**What to work on**.
(1) According to the Helm charts page, what does using Helm charts let Production Stack users do? Answer in one to three sentences.
(2) Check each statement against the Helm charts page. For each one, answer yes or no and quote the words from the page that decide it. (a) A prerequisite is a running Kubernetes cluster that has a GPU. (b) The example values.yaml file requests two GPUs. (c) The replicaCount field sets the storage request for the serving engine.

Helm Charts#

Production Stack uses Helm charts for deployment. It lets users deploy multiple serving engines and a router into the Kubernetes cluster.

Key features#

  • Support running multiple serving engines with multiple different models

  • Load the model weights directly from the existing PersistentVolumes

Prerequisites#

  1. A running Kubernetes cluster with GPU. (You can set it up through minikube)

  2. Helm installed.

Values for Helm charts are found in a values.yaml file.

To configure the file automatically, you can use the a json file as a schema called values.schema.json.

Example values.yaml file#

servingEngineSpec:
    modelSpec:
    - name: "opt125m"
        repository: "lmcache/vllm-openai"
        tag: "latest"
        modelURL: "facebook/opt-125m"

        replicaCount: 1

        requestCPU: 6
        requestMemory: "16Gi"
        requestGPU: 1

        pvcStorage: "10Gi"

Explanation of the fields#

  • name: The name of the model.

  • repository: The repository of the model to download the weights.

  • tag: The tag of the model to download the weights.

  • modelURL: The model URL to download the weights.

  • replicaCount: The number of replicas to run.

  • requestCPU: The CPU request for the serving engine.

  • requestMemory: The memory request for the serving engine.

  • requestGPU: The GPU request for the serving engine.

  • pvcStorage: The storage request for the serving engine.

**The data**.
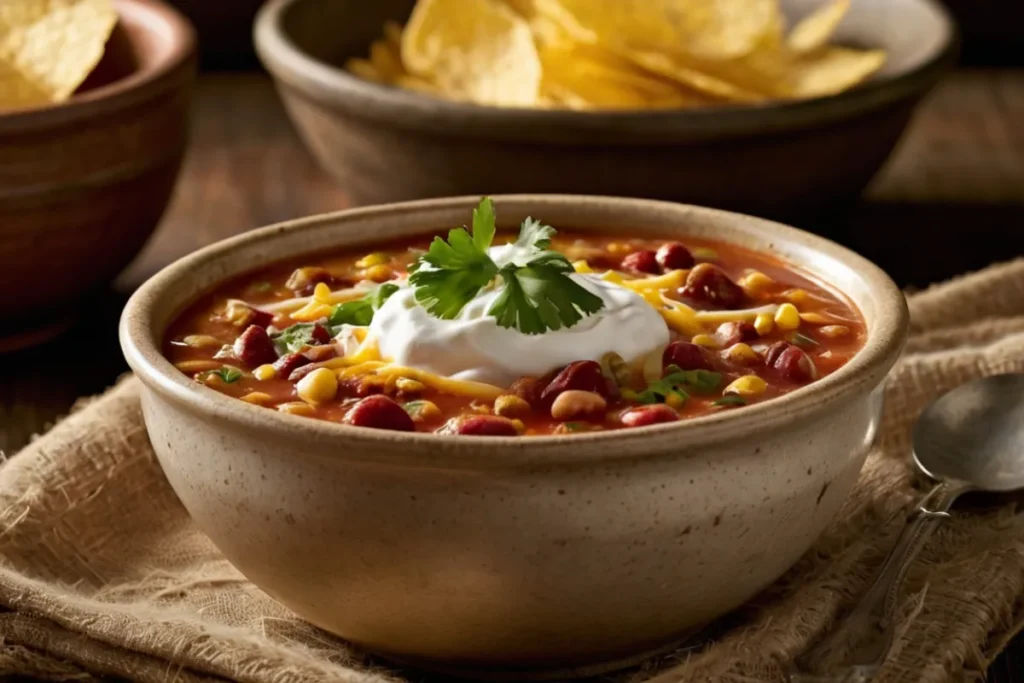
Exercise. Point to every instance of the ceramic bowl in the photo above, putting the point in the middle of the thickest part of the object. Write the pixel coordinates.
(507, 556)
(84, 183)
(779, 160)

==

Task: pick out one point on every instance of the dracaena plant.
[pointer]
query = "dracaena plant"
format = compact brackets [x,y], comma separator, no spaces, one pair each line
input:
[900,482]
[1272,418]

**Responses in order**.
(1) Helm charts let users deploy multiple serving engines and a router into the Kubernetes cluster.

(2)
(a) Yes: "A running Kubernetes cluster with GPU."
(b) No: "requestGPU: 1"
(c) No: "replicaCount: The number of replicas to run."